# Track Layout Problems



## lilpuu (Sep 25, 2011)

I'm new to this too and I have put together an H.O layout. The problem I'm having is weird. When testing out the track continuity I first ran my 2-3-0 Life Like Steam locomotive. First it ran fine and then a minutes later, t the turnout the engine bumps and the pilot wheels and at times the driver wheels derails. Plus the 30 degree crossover will work fine with certain engines but not with others. I want to make sure the rack is fine before I tack it down.

2.) track nails? Does everyone use them? What other ways to hold the roadbed and tracks in place. ( glue.pins)

It is really frustrating when one moment the train run smoothly and then derails. 
Frustrating.

Oh, how do you gauge between Code 100 and 83?


----------



## optronomega (Aug 17, 2011)

may want to pick up an nmra track guage to test the track and make sure it's spaced correctly. It also has a part to check the wheel guage on the locomotive. They make transition connectors to go between code 100 and 83. I've found they can be annoying to work with and just stuck to code 83 track. 

As for attaching the track, i used silicone to attach the roadbed and then used nails to temporarily hold the track in place until i ballasted.


----------



## lilpuu (Sep 25, 2011)

Thanks for the tips. When you are ready to pour the ballast is that enough to hold the tracks and everything?
Oh, what are Frogs?


----------



## optronomega (Aug 17, 2011)

yup ballast once glued is strong enough to hold everything in place. I used silicon on the roadbed in case i needed to pull it back up later. Frogs are the parts of a switch that are electrically separated. Unless you have a switch machine they normally aren't powered. Are you in the phoenix area?


----------



## Big Ed (Jun 16, 2009)

lilpuu said:


> Thanks for the tips. When you are ready to pour the ballast is that enough to hold the tracks and everything?

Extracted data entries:
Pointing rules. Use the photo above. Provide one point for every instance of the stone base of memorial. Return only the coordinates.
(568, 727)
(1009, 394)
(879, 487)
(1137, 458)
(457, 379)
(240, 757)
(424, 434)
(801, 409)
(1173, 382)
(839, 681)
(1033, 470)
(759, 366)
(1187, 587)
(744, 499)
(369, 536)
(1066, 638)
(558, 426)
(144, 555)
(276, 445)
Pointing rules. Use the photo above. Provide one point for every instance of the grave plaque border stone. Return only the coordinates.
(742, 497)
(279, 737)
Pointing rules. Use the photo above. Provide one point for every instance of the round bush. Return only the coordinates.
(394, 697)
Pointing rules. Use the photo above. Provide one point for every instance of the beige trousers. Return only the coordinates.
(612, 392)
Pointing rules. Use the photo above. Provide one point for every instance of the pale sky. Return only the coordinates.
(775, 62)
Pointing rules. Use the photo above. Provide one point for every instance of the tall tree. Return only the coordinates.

=== TASKS AND EXERCISES ===
(a) Answer these questions about the track layout thread:
(i) What kind of layout has lilpuu put together?
(ii) What did optronomega use to attach the roadbed?
(iii) What does optronomega say frogs are?
(b) Return all of the extracted data entries verbatim, line for line.

=== ANSWERS TO EACH TASK ===
(a)
(i) An H.O layout.
(ii) Silicone.
(iii) The parts of a switch that are electrically separated.

(b)
Pointing rules. Use the photo above. Provide one point for every instance of the stone base of memorial. Return only the coordinates.
(568, 727)
(1009, 394)
(879, 487)
(1137, 458)
(457, 379)
(240, 757)
(424, 434)
(801, 409)
(1173, 382)
(839, 681)
(1033, 470)
(759, 366)
(1187, 587)
(744, 499)
(369, 536)
(1066, 638)
(558, 426)
(144, 555)
(276, 445)
Pointing rules. Use the photo above. Provide one point for every instance of the grave plaque border stone. Return only the coordinates.
(742, 497)
(279, 737)
Pointing rules. Use the photo above. Provide one point for every instance of the round bush. Return only the coordinates.
(394, 697)
Pointing rules. Use the photo above. Provide one point for every instance of the beige trousers. Return only the coordinates.
(612, 392)
Pointing rules. Use the photo above. Provide one point for every instance of the pale sky. Return only the coordinates.
(775, 62)
Pointing rules. Use the photo above. Provide one point for every instance of the tall tree. Return only the coordinates.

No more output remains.